- WORK REQUIRED
Of the entries below, restate word for word only the section that runs from the line with "TASK = locate one point per instance of the tree" to the line with "TARGET = windshield", counting both ends.

(Referring expression data)
┌──
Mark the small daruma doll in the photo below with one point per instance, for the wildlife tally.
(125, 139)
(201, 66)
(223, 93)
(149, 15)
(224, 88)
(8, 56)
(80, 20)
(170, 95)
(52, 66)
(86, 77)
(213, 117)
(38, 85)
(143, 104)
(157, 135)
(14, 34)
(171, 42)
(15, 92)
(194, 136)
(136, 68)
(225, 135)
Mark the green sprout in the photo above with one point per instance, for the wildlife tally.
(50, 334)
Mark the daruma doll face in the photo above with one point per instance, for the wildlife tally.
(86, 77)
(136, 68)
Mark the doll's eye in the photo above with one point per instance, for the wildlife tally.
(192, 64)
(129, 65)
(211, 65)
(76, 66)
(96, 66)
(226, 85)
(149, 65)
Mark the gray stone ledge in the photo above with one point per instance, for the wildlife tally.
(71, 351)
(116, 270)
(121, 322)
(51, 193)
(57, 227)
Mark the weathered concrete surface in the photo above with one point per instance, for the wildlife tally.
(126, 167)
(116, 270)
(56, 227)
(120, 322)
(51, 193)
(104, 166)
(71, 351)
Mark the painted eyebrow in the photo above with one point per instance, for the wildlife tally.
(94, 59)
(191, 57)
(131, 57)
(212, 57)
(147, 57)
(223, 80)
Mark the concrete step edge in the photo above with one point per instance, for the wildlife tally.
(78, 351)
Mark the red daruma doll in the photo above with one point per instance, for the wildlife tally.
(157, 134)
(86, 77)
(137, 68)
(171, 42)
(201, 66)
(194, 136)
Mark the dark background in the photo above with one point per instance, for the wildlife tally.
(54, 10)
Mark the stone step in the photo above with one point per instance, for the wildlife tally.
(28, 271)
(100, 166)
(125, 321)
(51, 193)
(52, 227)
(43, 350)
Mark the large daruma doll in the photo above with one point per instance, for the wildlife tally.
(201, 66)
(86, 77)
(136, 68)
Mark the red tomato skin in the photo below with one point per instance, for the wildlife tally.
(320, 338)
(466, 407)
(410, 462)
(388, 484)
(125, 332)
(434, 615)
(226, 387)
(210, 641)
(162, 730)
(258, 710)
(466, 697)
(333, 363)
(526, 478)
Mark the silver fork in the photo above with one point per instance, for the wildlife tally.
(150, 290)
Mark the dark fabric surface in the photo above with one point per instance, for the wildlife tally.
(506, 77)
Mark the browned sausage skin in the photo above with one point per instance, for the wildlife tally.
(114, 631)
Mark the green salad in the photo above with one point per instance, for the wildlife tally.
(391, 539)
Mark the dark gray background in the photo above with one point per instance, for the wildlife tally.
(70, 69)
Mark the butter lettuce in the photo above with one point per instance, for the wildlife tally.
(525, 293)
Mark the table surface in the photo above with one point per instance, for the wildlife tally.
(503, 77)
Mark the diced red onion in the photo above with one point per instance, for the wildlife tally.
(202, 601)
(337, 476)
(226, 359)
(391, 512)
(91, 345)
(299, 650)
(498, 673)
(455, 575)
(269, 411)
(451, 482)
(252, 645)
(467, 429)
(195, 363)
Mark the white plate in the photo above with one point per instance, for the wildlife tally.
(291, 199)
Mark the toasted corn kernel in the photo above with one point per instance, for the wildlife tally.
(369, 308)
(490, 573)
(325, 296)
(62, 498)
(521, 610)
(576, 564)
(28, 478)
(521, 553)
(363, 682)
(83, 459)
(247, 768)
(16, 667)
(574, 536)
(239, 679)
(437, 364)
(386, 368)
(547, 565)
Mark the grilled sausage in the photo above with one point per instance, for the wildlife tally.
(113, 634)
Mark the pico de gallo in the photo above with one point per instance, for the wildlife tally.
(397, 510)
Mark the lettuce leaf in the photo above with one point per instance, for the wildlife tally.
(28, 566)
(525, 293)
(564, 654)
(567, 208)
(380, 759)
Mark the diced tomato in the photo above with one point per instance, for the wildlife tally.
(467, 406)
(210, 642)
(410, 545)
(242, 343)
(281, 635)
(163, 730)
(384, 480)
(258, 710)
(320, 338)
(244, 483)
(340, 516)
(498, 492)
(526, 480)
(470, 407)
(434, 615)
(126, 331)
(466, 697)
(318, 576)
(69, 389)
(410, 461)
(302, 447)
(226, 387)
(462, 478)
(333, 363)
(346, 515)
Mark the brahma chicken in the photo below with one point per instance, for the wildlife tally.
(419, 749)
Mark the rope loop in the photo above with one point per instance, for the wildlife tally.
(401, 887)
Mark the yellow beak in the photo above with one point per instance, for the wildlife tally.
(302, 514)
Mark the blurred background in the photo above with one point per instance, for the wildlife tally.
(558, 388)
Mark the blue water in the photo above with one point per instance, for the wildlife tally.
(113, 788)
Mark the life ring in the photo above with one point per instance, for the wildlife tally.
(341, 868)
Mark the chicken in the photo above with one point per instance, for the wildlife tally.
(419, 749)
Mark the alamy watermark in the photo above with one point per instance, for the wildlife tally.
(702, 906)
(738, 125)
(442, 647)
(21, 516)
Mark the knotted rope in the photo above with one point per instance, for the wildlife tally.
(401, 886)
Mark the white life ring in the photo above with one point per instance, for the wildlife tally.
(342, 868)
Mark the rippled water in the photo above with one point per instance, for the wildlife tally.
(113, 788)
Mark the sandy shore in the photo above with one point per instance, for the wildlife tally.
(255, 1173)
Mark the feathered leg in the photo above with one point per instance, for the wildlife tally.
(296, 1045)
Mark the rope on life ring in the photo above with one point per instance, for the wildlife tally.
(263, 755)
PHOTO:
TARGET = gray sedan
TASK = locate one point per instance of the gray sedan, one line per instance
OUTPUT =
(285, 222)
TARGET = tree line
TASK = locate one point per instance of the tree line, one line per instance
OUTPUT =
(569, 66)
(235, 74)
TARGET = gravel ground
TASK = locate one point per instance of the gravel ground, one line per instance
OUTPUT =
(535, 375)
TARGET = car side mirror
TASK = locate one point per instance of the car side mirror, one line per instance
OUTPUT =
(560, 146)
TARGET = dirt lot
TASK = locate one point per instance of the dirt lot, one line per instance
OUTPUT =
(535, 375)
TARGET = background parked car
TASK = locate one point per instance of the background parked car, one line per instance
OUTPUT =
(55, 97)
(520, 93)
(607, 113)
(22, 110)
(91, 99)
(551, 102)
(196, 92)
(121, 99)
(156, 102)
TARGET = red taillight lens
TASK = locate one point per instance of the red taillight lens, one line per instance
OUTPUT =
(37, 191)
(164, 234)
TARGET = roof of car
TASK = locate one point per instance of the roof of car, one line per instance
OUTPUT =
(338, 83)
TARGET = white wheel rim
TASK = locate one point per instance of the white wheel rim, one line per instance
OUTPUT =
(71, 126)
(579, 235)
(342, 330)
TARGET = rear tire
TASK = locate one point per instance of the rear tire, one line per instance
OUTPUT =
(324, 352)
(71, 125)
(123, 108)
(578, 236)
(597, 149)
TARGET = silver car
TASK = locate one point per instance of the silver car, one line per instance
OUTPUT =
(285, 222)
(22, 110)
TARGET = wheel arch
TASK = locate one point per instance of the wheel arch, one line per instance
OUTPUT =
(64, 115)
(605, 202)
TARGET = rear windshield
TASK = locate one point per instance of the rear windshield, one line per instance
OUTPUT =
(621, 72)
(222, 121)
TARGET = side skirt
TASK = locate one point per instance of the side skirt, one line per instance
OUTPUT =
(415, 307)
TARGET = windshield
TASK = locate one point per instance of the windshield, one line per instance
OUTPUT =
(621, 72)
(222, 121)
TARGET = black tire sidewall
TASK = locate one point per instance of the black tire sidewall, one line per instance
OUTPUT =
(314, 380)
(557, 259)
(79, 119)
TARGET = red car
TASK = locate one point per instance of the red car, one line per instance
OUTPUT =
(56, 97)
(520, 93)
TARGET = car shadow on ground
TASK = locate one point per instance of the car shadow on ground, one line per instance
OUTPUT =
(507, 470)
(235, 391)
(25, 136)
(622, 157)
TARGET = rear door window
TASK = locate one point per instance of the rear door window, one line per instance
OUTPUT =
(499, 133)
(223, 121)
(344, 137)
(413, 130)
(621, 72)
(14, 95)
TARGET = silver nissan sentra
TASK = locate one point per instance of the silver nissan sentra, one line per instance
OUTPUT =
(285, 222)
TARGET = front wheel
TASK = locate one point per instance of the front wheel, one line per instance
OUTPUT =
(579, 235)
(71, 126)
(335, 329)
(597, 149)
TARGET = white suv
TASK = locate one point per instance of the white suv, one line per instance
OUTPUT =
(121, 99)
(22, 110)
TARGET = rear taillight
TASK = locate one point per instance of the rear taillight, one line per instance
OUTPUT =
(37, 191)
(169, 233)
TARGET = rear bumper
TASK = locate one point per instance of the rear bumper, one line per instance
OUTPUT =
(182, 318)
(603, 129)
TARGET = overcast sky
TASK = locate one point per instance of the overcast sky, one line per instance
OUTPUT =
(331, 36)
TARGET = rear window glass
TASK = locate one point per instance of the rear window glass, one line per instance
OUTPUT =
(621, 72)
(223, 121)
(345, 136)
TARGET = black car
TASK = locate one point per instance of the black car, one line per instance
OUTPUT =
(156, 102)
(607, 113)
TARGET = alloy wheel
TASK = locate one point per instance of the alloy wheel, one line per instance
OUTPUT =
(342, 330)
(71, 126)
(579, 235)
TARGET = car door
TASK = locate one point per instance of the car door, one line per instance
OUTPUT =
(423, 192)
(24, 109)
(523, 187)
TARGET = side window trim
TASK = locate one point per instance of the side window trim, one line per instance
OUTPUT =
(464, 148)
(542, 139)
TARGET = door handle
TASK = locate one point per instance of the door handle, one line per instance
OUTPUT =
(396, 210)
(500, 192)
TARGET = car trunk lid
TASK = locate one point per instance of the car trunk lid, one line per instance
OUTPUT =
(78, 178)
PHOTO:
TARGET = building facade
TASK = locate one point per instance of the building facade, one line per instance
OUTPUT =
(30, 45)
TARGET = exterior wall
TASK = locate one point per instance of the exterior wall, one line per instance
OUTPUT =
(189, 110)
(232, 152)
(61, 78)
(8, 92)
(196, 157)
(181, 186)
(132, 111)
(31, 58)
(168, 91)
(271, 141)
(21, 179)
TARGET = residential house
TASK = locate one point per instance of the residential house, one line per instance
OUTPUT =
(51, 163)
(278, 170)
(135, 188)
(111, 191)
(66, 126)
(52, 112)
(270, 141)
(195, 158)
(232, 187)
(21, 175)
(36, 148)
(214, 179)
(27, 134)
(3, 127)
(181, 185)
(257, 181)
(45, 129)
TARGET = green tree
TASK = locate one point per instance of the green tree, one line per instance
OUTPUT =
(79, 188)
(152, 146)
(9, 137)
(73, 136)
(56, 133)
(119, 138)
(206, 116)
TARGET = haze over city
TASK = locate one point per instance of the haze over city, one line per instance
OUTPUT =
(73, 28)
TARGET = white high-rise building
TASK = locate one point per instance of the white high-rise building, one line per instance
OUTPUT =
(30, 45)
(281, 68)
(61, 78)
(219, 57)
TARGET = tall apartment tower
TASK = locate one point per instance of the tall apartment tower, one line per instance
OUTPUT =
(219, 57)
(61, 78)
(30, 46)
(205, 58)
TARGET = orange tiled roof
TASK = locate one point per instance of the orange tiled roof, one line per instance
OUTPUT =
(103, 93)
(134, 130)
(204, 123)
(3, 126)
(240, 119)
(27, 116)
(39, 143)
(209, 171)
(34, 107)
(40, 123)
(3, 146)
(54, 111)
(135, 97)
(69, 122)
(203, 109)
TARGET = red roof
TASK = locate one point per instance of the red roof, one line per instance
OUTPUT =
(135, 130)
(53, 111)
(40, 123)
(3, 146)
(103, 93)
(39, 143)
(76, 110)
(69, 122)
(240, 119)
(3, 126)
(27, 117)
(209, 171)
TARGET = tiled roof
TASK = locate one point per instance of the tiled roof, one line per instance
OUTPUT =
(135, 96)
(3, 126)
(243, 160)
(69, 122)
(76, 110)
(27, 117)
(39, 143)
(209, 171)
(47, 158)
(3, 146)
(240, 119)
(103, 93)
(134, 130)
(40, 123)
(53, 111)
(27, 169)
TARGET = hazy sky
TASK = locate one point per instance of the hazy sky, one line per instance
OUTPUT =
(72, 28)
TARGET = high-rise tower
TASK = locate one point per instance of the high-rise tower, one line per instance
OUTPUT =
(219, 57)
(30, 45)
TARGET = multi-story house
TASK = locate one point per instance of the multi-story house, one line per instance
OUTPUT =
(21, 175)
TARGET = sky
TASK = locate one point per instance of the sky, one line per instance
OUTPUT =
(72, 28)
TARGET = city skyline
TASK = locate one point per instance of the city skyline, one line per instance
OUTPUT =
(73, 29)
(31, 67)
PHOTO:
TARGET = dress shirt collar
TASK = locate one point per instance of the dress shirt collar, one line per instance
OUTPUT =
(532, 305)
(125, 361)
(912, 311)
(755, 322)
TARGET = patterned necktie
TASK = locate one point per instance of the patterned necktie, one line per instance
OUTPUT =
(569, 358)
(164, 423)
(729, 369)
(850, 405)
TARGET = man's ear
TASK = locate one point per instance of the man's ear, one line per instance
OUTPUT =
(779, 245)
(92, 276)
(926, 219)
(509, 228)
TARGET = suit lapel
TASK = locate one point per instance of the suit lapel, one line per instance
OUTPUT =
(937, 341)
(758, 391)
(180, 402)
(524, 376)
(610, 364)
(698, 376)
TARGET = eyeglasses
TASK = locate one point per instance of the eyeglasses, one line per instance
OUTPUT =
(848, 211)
└──
- EXPECTED OUTPUT
TASK = locate one point per instance of the tree line, one line per instance
OUTPUT =
(569, 66)
(235, 74)
TARGET = gravel ground
TASK = locate one point per instance of the gravel ground, one line per instance
OUTPUT =
(535, 375)
TARGET = car side mirror
TASK = locate one point per instance of the car side mirror, one line per instance
OUTPUT =
(560, 146)
TARGET = dirt lot
TASK = locate one point per instance of the dirt lot, one line per instance
OUTPUT =
(535, 375)
TARGET = background parked car
TASK = locate one point per instance of the background parked car, one line per instance
OUTPUT =
(55, 97)
(520, 93)
(607, 113)
(22, 110)
(91, 99)
(551, 102)
(196, 92)
(121, 99)
(156, 102)
TARGET = red taillight lens
TASK = locate one point per instance of the red taillight lens, one line per instance
OUTPUT =
(37, 191)
(164, 234)
TARGET = roof of car
TASK = locate one point per instance of the roof of car, one line per instance
OUTPUT =
(338, 83)
TARGET = white wheel rim
TASK = locate one point per instance of the white wheel rim, one line per instance
OUTPUT =
(71, 126)
(579, 235)
(342, 330)
TARGET = rear tire
TASK = locate one point per instance of the rear tire, one line per instance
OUTPUT =
(324, 352)
(71, 125)
(123, 108)
(578, 236)
(597, 149)
TARGET = silver car
TASK = locate one point per instance of the silver car, one line per instance
OUTPUT =
(285, 222)
(22, 110)
TARGET = wheel arch
TASK = locate one point per instance of the wheel arch, one line per instance
OUTPUT =
(64, 115)
(605, 202)
TARGET = rear windshield
TASK = locate one point per instance of the rear windshield, one line per instance
OUTPUT =
(621, 72)
(222, 121)
TARGET = side skirt
TASK = locate one point per instance of the side skirt, one line per instance
OUTPUT =
(415, 307)
TARGET = windshield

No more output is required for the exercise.